Work instructions ::
Please print every record below exactly as it appears.

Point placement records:
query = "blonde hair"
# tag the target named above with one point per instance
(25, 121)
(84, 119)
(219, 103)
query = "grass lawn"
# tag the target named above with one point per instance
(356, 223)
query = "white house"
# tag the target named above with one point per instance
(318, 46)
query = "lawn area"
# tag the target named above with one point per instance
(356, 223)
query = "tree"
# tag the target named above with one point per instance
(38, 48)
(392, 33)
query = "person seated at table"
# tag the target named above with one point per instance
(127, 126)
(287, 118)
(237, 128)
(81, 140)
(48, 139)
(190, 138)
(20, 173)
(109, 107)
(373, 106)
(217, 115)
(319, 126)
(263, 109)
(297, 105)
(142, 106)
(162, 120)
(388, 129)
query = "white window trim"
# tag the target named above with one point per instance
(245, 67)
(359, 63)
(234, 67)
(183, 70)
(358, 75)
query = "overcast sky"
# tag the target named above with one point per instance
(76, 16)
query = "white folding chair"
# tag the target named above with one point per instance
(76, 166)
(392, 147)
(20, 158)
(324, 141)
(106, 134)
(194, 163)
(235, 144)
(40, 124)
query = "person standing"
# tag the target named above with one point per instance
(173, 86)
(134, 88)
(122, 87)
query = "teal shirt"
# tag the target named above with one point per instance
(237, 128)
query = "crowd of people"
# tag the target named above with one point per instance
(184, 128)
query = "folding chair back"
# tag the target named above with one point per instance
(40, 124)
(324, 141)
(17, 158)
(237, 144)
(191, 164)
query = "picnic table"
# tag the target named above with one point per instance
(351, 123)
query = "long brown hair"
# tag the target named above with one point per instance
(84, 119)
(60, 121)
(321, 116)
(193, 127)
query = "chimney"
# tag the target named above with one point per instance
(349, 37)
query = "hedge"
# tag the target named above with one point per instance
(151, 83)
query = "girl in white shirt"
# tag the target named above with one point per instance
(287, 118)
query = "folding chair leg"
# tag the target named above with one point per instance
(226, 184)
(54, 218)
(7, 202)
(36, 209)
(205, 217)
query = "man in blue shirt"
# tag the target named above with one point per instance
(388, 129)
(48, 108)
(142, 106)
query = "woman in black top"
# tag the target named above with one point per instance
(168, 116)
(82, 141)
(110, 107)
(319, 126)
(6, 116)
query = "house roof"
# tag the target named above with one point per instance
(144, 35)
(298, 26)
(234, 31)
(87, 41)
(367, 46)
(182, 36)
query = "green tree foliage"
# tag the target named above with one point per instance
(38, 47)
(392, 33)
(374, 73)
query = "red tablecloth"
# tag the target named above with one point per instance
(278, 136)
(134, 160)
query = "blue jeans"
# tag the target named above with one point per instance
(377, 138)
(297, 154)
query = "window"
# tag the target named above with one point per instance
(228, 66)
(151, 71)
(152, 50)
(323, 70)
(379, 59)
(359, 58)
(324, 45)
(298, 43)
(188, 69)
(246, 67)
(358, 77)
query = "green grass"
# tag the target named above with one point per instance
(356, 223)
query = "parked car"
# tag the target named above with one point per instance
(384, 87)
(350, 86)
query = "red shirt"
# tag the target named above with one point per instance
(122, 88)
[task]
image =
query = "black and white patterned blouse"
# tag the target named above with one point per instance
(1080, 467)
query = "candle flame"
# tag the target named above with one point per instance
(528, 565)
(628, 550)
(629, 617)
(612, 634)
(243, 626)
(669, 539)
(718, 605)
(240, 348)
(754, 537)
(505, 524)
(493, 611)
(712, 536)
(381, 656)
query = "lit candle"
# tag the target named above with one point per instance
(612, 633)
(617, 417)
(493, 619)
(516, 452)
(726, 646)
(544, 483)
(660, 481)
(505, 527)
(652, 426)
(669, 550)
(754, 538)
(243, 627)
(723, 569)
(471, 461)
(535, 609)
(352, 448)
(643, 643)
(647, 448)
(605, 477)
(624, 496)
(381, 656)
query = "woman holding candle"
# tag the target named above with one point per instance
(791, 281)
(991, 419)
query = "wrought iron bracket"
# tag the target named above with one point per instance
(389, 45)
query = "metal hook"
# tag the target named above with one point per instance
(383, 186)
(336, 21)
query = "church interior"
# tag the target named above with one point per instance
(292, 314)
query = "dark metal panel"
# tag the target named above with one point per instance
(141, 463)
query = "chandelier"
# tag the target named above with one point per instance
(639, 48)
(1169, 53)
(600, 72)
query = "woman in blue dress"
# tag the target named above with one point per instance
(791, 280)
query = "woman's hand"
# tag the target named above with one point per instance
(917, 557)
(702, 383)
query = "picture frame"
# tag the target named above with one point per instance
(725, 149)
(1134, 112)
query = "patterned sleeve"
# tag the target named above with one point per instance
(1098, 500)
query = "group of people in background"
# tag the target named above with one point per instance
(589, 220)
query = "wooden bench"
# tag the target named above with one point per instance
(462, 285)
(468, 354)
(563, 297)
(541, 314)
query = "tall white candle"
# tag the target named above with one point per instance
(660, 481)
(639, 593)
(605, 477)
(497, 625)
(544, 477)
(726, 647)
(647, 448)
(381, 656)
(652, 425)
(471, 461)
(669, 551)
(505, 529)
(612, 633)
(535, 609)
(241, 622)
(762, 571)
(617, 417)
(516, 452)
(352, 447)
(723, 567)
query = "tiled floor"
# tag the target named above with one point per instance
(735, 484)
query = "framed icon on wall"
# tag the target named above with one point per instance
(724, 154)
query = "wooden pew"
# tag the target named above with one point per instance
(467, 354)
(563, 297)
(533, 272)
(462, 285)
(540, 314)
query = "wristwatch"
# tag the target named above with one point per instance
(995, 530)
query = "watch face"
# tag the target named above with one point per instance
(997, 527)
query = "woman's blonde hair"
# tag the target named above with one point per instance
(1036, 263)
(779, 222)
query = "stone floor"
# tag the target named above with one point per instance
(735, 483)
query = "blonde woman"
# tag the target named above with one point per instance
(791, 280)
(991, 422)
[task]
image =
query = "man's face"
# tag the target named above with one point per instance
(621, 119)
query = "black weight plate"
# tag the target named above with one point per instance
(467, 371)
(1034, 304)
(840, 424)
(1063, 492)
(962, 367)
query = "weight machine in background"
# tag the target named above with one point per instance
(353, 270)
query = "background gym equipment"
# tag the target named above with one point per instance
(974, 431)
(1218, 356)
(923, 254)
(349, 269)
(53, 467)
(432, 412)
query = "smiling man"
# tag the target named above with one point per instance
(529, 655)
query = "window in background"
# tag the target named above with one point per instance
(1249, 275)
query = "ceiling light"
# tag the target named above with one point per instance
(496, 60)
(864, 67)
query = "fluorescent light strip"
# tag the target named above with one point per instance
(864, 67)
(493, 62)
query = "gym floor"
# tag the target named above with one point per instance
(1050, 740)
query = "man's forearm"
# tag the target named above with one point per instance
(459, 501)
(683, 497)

Response ::
query = "blonde hair"
# tag the target named above with one point per instance
(25, 121)
(84, 119)
(219, 103)
query = "grass lawn"
# tag the target named above with one point per instance
(356, 223)
query = "white house"
# tag the target named above with one point per instance
(318, 46)
query = "lawn area"
# tag the target named above with one point per instance
(356, 223)
query = "tree"
# tag the target named above with one point per instance
(38, 48)
(392, 33)
query = "person seated at table"
# tag the target named above with one point per instance
(127, 126)
(287, 118)
(237, 128)
(81, 140)
(48, 139)
(190, 138)
(20, 173)
(109, 107)
(373, 106)
(217, 115)
(319, 126)
(263, 109)
(297, 105)
(142, 106)
(162, 120)
(388, 129)
query = "white window trim"
# tag the target named above with one point per instance
(245, 67)
(359, 63)
(234, 67)
(183, 70)
(358, 75)
query = "overcast sky"
# tag the target named above with one point per instance
(76, 16)
query = "white folding chair"
# tag the target named above with one point per instance
(76, 166)
(392, 147)
(20, 158)
(324, 141)
(106, 134)
(194, 163)
(235, 144)
(40, 124)
query = "person standing"
# tag the target named above with one point per instance
(173, 86)
(134, 88)
(122, 87)
query = "teal shirt"
# tag the target named above with one point per instance
(237, 128)
query = "crowd of people"
# tag the target named above with one point per instance
(184, 128)
query = "folding chair back"
# tag the target named above with one point per instance
(40, 124)
(324, 141)
(17, 158)
(237, 144)
(191, 164)
query = "picnic table"
# tag the target named above with one point per instance
(351, 123)
query = "long brown hair"
# tag the target named above with one point per instance
(84, 119)
(60, 121)
(321, 116)
(193, 127)
query = "chimney"
# tag the target named above with one point per instance
(349, 37)
query = "hedge"
# tag the target named above with one point per instance
(151, 83)
query = "girl in white shirt"
# tag the target named above with one point per instance
(287, 118)
query = "folding chair leg"
# tag the target named above with one point per instance
(226, 184)
(54, 218)
(7, 202)
(36, 209)
(205, 217)
query = "man in blue shirt"
# tag the target named above with one point per instance
(388, 129)
(48, 108)
(142, 106)
query = "woman in black top"
# tag the target named above with one point per instance
(168, 116)
(82, 141)
(110, 107)
(319, 126)
(6, 116)
query = "house roof"
# tag the target named above with one point per instance
(144, 35)
(298, 26)
(234, 31)
(87, 41)
(367, 46)
(182, 36)
query = "green tree foliage"
# tag the target named above with one point per instance
(38, 47)
(392, 33)
(374, 73)
query = "red tablecloth"
# tag the target named above with one point per instance
(278, 136)
(134, 160)
query = "blue jeans"
# tag the target named above with one point per instance
(377, 138)
(297, 154)
query = "window"
# tag the target named above with one point per instance
(228, 66)
(151, 71)
(152, 50)
(323, 70)
(379, 59)
(359, 58)
(324, 45)
(298, 43)
(188, 69)
(246, 67)
(358, 77)
query = "green grass"
# tag the target named above with one point per instance
(356, 223)
query = "parked car"
# tag the target named above with one point per instance
(384, 87)
(350, 86)
query = "red shirt"
# tag the target named above with one point per instance
(122, 88)
[task]
image =
query = "black and white patterned blouse"
# tag the target named above with one point per instance
(1080, 467)
query = "candle flame"
# tag the target named above with one point per instance
(528, 565)
(628, 550)
(629, 617)
(612, 634)
(243, 626)
(669, 539)
(718, 605)
(240, 348)
(754, 537)
(505, 524)
(493, 611)
(712, 536)
(381, 656)
query = "lit candle"
# tag the target named above with one point per instance
(612, 633)
(617, 417)
(493, 619)
(516, 452)
(726, 646)
(544, 483)
(660, 481)
(505, 527)
(652, 426)
(669, 550)
(754, 538)
(243, 627)
(723, 569)
(471, 461)
(535, 609)
(352, 448)
(643, 643)
(647, 448)
(605, 477)
(624, 496)
(381, 656)
query = "woman holding candle"
# tag the target named above with one point per instance
(791, 281)
(991, 419)
query = "wrought iron bracket"
# tag the target named above with one point per instance
(389, 45)
query = "metal hook"
# tag the target named above with one point per instance
(383, 186)
(336, 21)
query = "church interior"
# tag the target named above with one point per instance
(292, 314)
query = "dark metal panel"
# tag the target named above with one point per instance
(141, 463)
query = "chandelier"
# tag the target named above with one point per instance
(639, 48)
(1169, 53)
(600, 72)
query = "woman in blue dress"
# tag the target named above with one point per instance
(791, 280)
query = "woman's hand"
# tag the target named above with one point per instance
(917, 557)
(702, 383)
query = "picture frame"
# tag the target named above with one point per instance
(725, 149)
(1134, 112)
query = "patterned sleeve"
# tag the target named above with one point per instance
(1098, 500)
query = "group of people in background"
# tag the target named above with one point per instance
(589, 220)
query = "wooden bench"
# tag the target named above with one point per instance
(462, 285)
(468, 354)
(563, 297)
(541, 314)
query = "tall white candle"
# tag the target named above with one point per instance
(660, 481)
(639, 593)
(605, 477)
(497, 625)
(544, 477)
(726, 647)
(647, 448)
(381, 656)
(652, 425)
(471, 461)
(669, 551)
(505, 529)
(612, 633)
(535, 609)
(241, 622)
(762, 571)
(617, 417)
(516, 452)
(352, 447)
(723, 567)
query = "tiled floor"
# tag the target named above with one point per instance
(735, 484)
query = "framed icon on wall"
# tag the target named above with one point per instance
(724, 154)
query = "wooden pew"
# tag the target named above with one point per instance
(467, 354)
(563, 297)
(533, 272)
(462, 285)
(540, 314)
query = "wristwatch"
# tag the target named above with one point per instance
(995, 530)
query = "watch face"
# tag the target named above with one point per instance
(997, 527)
query = "woman's blonde hair"
# tag the target named above with one point per instance
(1036, 263)
(779, 222)
query = "stone floor"
# tag the target named above with one point per instance
(735, 483)
query = "blonde woman"
# tag the target named above with one point per instance
(791, 280)
(991, 422)
[task]
image =
query = "man's face"
# tag the target named above with one point per instance
(621, 119)
query = "black weight plate"
# tag the target named above with one point per instance
(467, 371)
(1034, 304)
(840, 424)
(1063, 492)
(962, 367)
query = "weight machine in background"
# tag the target named above with one point per instance
(353, 270)
query = "background gym equipment"
# tag the target named above with one point per instance
(974, 431)
(1218, 356)
(923, 254)
(349, 269)
(53, 467)
(432, 412)
query = "smiling man"
# tag the target named above with one point per instance
(529, 655)
query = "window in background"
# tag the target named above with one point per instance
(1249, 275)
query = "ceiling light"
# tag the target named above with one point per instance
(496, 60)
(864, 67)
query = "fluorescent light strip"
# tag the target named above with one point per instance
(864, 67)
(493, 62)
query = "gym floor"
# tag the target named above with one point per instance
(1050, 740)
query = "man's forearm"
# tag the target named above with one point per instance
(459, 501)
(683, 497)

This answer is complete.